◆ YOUR OBJECTIVE ◆
Format the lines below, from the line containing "288L446 309L441 318L442" through the line containing "positive clicks: (2, 159)" (both included), as a JSON list of strings with one string per line and no blank lines. Omit the pictures.

Segmentation mask data
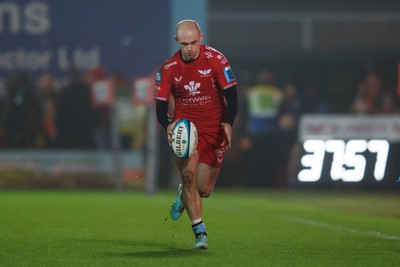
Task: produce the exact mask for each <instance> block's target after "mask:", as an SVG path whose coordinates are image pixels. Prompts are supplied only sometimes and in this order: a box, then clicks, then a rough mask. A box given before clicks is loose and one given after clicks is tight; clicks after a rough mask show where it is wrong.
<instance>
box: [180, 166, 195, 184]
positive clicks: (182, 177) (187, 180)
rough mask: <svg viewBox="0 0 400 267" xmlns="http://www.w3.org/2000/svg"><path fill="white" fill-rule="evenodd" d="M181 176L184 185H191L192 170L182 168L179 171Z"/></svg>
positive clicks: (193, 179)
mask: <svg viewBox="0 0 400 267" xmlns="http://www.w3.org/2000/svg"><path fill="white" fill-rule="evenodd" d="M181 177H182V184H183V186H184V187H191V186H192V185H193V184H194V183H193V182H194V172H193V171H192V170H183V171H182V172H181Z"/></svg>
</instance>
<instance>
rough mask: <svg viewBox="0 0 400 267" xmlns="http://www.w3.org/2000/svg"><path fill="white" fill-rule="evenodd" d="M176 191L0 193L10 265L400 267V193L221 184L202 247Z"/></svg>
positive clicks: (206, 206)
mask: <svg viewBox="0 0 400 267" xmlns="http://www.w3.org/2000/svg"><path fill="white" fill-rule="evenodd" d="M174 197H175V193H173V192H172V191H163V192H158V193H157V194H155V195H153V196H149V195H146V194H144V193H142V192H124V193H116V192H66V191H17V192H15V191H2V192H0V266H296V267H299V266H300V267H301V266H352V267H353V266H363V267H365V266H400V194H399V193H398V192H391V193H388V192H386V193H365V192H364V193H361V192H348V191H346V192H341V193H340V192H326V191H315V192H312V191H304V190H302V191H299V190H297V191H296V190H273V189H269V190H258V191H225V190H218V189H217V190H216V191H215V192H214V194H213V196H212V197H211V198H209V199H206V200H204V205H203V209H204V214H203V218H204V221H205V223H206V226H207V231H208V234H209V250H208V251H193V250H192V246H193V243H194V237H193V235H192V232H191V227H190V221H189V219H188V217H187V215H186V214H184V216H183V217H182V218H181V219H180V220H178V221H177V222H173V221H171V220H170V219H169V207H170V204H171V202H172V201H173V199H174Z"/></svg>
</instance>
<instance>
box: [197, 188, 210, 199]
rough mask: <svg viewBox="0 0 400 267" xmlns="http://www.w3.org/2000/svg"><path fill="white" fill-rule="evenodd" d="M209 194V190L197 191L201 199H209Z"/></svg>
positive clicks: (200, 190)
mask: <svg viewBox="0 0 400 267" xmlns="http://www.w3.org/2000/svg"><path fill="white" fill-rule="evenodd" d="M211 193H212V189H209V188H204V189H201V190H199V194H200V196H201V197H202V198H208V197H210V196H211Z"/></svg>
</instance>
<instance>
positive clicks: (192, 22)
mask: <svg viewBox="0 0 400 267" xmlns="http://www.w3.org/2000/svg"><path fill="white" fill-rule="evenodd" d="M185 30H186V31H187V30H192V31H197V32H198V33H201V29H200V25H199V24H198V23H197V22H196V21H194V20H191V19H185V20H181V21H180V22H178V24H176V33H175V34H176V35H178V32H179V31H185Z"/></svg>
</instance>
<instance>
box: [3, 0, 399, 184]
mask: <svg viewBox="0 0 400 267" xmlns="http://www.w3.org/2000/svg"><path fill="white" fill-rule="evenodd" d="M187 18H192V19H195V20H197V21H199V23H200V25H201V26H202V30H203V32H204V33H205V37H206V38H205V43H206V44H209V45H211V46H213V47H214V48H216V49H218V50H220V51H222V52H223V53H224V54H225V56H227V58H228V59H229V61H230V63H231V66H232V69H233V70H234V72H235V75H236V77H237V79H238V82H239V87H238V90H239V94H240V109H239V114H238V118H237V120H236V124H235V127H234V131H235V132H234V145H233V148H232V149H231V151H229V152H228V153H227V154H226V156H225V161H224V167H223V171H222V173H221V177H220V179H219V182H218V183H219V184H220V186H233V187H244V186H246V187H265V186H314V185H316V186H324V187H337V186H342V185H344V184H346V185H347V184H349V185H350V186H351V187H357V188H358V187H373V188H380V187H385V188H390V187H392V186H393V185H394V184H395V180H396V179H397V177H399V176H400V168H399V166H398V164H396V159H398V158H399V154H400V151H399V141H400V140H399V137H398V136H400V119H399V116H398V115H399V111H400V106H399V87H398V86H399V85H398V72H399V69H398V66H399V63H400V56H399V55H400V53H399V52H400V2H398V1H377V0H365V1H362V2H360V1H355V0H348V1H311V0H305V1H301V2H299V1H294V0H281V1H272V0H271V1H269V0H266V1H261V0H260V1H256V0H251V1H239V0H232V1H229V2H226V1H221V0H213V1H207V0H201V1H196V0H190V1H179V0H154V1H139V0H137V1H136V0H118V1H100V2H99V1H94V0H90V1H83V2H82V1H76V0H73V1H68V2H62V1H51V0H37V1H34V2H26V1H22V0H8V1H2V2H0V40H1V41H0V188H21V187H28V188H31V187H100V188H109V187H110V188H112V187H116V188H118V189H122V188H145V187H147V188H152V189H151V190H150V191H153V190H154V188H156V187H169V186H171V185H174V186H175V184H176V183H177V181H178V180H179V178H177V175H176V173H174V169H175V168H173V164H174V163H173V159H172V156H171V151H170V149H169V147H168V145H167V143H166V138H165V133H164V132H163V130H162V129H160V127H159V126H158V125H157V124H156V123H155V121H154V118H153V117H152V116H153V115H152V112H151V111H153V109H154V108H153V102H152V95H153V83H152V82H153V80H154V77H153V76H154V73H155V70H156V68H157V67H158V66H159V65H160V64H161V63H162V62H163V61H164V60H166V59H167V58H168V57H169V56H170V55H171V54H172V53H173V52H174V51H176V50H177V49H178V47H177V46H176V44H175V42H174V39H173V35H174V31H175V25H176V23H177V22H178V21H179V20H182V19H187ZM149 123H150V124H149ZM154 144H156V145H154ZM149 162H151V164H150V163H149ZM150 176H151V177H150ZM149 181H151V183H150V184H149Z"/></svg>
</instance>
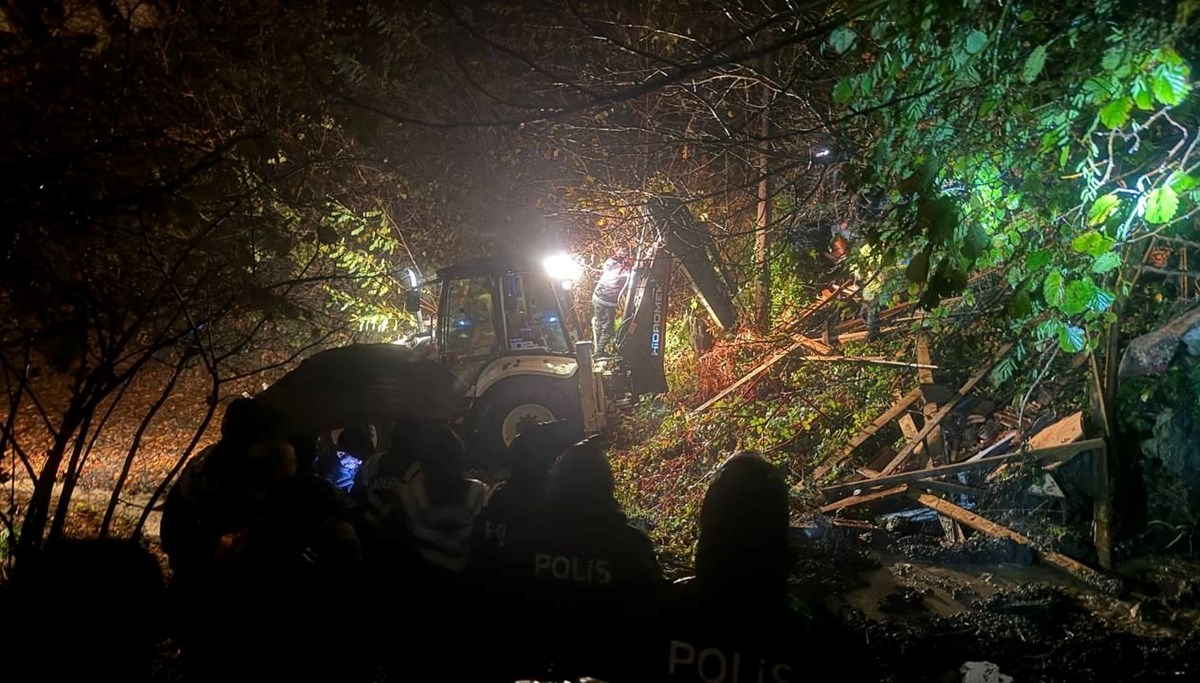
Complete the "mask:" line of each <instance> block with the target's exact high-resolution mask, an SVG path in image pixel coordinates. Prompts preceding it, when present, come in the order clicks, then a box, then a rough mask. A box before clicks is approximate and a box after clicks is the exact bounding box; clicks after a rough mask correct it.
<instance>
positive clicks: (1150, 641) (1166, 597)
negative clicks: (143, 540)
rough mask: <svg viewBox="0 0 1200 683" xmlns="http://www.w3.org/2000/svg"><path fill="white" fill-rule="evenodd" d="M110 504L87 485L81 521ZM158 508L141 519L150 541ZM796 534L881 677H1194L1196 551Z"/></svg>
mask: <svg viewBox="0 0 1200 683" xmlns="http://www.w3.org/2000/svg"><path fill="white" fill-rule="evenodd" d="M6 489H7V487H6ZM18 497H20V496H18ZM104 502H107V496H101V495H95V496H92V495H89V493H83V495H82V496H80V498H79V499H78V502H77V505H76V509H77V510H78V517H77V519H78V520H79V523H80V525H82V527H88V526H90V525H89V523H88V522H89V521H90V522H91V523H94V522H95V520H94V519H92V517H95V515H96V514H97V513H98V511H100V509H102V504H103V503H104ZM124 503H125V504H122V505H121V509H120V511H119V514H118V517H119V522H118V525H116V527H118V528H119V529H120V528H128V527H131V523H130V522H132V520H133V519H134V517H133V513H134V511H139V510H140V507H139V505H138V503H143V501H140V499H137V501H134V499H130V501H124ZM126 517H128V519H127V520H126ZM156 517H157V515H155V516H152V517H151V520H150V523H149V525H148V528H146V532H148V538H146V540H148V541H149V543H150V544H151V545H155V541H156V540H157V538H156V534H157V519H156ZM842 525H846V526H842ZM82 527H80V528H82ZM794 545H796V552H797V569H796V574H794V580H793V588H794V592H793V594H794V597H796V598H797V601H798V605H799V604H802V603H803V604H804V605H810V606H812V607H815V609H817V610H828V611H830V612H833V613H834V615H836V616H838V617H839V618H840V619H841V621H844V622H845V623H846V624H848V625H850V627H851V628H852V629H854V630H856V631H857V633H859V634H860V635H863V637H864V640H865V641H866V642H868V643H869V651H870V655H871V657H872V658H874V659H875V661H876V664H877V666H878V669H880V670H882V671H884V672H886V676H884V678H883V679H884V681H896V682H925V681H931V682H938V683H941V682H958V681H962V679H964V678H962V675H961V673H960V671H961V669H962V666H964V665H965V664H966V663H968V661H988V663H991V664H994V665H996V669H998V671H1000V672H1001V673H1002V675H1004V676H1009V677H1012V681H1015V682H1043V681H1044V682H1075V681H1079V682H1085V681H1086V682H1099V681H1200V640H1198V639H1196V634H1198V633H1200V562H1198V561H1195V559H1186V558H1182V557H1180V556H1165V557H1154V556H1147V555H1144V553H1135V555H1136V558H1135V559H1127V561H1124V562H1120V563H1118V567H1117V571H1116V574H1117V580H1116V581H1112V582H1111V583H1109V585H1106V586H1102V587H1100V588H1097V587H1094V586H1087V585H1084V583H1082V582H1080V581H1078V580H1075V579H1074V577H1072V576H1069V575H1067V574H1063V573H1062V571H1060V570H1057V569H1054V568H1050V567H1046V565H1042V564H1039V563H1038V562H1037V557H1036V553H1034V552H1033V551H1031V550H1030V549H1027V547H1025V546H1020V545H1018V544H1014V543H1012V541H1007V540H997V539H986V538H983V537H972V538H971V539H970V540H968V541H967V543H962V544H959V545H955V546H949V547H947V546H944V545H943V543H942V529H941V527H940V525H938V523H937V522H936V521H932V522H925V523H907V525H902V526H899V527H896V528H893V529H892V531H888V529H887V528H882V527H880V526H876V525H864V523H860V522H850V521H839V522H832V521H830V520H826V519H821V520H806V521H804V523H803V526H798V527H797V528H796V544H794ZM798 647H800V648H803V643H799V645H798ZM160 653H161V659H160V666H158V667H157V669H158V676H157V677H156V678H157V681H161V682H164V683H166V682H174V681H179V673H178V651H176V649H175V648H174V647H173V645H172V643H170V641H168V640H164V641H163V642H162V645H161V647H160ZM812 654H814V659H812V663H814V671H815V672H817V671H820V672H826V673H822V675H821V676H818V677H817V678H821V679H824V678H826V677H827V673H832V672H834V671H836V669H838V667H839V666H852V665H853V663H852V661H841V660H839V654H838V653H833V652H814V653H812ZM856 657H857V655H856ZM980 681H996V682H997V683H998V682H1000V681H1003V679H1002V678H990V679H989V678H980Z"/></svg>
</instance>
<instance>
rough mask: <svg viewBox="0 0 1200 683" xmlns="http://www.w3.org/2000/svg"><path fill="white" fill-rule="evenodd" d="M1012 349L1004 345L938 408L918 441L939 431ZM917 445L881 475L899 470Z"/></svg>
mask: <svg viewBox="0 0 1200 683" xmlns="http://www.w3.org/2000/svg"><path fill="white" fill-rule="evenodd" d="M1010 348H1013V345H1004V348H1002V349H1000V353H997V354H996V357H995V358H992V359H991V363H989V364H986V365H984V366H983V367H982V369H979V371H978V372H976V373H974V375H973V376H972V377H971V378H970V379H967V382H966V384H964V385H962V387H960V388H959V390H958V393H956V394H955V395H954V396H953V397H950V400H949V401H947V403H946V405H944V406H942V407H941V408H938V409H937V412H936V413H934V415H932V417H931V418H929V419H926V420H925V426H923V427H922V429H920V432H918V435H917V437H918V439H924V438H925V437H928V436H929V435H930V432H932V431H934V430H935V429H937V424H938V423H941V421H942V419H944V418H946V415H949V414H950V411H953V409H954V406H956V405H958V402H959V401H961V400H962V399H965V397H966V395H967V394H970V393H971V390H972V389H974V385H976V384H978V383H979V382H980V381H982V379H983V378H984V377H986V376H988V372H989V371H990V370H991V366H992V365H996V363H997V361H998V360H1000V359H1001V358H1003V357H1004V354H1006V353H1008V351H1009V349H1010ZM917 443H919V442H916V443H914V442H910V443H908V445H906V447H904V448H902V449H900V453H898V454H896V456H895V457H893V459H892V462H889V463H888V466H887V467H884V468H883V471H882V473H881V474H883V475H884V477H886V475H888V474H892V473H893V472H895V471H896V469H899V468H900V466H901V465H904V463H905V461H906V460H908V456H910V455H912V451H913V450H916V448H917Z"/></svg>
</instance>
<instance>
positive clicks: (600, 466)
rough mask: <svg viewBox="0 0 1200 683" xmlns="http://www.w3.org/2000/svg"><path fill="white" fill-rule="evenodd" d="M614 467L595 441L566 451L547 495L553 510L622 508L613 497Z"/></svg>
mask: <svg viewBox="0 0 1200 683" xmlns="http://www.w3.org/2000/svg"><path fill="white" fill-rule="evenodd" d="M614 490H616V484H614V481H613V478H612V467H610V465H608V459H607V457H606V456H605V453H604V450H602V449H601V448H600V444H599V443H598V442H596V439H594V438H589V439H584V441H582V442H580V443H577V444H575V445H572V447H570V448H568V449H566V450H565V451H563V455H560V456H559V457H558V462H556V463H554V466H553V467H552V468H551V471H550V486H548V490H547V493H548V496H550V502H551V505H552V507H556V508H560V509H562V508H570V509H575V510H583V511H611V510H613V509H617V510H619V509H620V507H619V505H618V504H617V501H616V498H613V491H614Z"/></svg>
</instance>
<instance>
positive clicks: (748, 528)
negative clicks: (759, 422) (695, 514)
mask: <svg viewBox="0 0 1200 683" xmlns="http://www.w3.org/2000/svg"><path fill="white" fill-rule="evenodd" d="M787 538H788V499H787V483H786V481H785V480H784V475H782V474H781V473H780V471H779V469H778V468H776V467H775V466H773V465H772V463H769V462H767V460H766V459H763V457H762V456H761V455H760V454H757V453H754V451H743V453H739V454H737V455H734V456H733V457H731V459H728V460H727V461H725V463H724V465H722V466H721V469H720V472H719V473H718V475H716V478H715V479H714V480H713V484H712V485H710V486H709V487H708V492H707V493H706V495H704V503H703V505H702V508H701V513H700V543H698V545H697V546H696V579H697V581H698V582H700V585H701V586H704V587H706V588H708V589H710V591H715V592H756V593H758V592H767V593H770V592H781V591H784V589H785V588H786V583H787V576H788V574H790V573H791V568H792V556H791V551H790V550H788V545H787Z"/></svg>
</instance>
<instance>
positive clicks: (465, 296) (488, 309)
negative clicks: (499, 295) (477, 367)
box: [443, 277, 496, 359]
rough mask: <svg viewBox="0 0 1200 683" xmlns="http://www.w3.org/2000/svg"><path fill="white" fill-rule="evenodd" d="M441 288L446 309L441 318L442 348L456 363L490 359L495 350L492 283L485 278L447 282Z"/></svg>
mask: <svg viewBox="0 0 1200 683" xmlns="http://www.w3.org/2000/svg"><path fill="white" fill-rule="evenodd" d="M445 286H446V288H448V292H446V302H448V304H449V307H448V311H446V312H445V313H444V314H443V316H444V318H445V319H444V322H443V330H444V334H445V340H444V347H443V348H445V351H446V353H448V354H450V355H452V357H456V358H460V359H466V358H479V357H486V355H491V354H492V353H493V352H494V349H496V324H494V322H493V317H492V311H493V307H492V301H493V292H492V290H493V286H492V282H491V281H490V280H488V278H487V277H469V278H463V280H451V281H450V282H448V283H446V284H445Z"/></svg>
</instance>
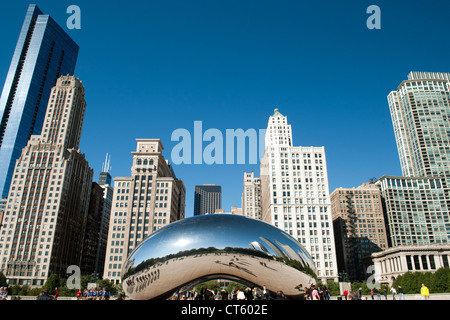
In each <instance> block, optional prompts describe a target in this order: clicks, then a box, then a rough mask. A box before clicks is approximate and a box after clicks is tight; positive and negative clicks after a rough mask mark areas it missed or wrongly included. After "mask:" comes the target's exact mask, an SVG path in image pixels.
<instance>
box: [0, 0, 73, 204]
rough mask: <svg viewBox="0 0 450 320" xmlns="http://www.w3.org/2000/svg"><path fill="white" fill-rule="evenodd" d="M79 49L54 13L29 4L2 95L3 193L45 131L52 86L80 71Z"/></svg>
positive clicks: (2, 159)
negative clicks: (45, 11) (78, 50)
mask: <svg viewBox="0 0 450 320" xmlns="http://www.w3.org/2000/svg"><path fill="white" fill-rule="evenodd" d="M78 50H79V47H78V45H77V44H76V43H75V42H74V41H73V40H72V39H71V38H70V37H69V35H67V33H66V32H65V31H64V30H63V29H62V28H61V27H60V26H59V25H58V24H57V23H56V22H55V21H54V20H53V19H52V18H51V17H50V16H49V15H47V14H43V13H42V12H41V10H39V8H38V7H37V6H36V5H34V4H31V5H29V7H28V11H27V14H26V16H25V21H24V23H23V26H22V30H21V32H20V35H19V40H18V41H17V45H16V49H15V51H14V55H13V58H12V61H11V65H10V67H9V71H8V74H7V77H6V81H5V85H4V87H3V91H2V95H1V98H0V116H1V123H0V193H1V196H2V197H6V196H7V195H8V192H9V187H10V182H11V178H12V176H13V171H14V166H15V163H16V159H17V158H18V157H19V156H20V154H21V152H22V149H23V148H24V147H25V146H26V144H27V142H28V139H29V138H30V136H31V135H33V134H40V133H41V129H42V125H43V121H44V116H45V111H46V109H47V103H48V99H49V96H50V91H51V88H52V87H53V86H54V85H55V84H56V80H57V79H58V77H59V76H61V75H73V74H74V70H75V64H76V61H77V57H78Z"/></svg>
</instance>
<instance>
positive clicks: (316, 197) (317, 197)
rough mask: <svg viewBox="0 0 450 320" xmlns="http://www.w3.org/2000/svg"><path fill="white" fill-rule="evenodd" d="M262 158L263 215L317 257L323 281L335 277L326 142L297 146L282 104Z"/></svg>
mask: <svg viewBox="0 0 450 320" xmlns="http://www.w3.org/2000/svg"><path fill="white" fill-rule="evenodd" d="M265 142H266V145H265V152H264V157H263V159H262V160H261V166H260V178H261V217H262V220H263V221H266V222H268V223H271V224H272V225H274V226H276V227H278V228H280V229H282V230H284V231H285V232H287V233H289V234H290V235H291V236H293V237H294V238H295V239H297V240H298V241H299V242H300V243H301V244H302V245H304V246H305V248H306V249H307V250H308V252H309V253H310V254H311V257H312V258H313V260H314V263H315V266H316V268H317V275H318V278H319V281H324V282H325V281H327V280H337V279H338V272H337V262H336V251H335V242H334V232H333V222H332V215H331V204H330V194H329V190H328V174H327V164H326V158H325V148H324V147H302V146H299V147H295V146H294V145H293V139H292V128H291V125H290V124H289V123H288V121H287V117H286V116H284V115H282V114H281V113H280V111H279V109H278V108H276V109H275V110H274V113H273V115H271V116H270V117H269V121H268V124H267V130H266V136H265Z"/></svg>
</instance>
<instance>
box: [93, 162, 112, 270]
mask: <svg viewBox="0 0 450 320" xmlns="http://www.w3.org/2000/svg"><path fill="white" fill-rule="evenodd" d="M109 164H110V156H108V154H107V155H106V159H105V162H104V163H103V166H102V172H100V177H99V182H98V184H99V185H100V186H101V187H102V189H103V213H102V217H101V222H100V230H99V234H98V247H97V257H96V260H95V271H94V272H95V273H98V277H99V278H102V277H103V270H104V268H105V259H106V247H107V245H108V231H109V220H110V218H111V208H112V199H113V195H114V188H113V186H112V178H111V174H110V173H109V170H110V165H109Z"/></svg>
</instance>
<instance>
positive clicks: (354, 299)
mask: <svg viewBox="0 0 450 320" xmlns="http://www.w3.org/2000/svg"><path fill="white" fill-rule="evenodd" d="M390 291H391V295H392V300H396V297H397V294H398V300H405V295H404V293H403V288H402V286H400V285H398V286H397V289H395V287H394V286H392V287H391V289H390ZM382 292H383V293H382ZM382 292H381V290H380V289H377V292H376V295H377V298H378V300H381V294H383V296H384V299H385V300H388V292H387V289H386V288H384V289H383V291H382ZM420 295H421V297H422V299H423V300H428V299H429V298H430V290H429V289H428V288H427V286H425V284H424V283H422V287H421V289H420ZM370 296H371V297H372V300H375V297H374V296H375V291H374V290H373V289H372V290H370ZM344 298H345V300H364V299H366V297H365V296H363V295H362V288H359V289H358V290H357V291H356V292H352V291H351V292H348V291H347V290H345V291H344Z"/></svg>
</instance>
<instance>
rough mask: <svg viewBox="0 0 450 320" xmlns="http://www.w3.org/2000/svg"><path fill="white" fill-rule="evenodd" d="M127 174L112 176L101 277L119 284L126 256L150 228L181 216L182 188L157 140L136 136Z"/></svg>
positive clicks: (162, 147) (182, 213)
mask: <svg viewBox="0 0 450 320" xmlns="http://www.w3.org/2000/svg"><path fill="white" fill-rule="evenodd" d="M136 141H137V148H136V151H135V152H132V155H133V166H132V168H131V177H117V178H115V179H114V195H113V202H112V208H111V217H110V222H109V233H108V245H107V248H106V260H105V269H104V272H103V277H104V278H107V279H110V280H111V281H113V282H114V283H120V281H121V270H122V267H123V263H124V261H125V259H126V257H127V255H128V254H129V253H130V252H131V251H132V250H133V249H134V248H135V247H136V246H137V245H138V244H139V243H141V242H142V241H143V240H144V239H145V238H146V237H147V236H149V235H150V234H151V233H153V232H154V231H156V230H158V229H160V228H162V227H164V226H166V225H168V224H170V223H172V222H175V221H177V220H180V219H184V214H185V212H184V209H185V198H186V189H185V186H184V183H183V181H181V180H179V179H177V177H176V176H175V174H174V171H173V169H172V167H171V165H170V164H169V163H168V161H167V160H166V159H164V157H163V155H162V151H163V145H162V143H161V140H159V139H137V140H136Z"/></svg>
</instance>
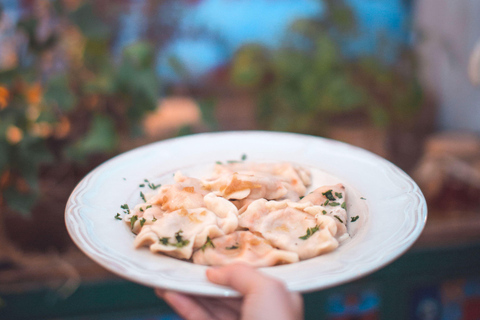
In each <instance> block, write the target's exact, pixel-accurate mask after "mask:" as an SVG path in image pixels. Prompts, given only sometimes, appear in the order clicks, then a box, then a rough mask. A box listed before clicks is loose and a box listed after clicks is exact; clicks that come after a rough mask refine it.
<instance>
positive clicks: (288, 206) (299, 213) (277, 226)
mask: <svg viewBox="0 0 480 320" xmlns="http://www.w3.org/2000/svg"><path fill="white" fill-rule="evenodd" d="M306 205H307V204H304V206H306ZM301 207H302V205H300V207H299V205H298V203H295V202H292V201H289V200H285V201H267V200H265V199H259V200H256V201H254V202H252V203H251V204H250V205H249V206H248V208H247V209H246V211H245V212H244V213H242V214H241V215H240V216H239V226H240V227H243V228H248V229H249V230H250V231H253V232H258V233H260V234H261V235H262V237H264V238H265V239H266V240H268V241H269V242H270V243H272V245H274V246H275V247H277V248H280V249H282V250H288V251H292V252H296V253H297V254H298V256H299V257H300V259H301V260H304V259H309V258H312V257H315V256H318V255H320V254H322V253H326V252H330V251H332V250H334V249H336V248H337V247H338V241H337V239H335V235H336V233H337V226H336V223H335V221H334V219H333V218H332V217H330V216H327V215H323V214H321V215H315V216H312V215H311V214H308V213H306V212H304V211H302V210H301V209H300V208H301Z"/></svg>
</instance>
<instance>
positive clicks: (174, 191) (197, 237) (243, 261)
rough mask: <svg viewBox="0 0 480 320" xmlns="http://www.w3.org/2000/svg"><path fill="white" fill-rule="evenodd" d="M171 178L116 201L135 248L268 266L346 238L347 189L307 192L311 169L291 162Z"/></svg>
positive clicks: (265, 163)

◆ RESPONSE BELOW ◆
[
  "rough mask: <svg viewBox=\"0 0 1200 683\" xmlns=\"http://www.w3.org/2000/svg\"><path fill=\"white\" fill-rule=\"evenodd\" d=\"M441 288L446 309L441 318L442 348L456 363L490 359L495 350L492 283L485 278L447 282Z\"/></svg>",
  "mask: <svg viewBox=\"0 0 1200 683\" xmlns=\"http://www.w3.org/2000/svg\"><path fill=\"white\" fill-rule=\"evenodd\" d=\"M445 286H446V288H448V292H446V302H448V304H449V307H448V311H446V312H445V313H444V314H443V316H444V318H445V319H444V322H443V330H444V334H445V340H444V347H443V348H445V351H446V353H448V354H450V355H452V357H456V358H460V359H466V358H479V357H486V355H491V354H492V353H493V352H494V349H496V324H494V322H493V317H492V311H493V307H492V301H493V292H492V290H493V286H492V282H491V281H490V280H488V278H487V277H469V278H463V280H451V281H450V282H448V283H446V284H445Z\"/></svg>",
  "</instance>",
  "In each <instance> block, optional prompts describe a target in this order: clicks, then a box, then a rough mask. A box before clicks is approximate and a box after clicks is tight; positive and negative clicks after a rough mask mark areas it missed or wrongly included. After \"mask:\" comes the target's exact mask, an SVG path in image pixels.",
  "<instance>",
  "box: [0, 0, 73, 204]",
  "rough mask: <svg viewBox=\"0 0 450 320\" xmlns=\"http://www.w3.org/2000/svg\"><path fill=\"white\" fill-rule=\"evenodd\" d=\"M79 49L54 13L29 4L2 95L3 193L45 131L52 86L80 71Z\"/></svg>",
  "positive clicks: (2, 159)"
]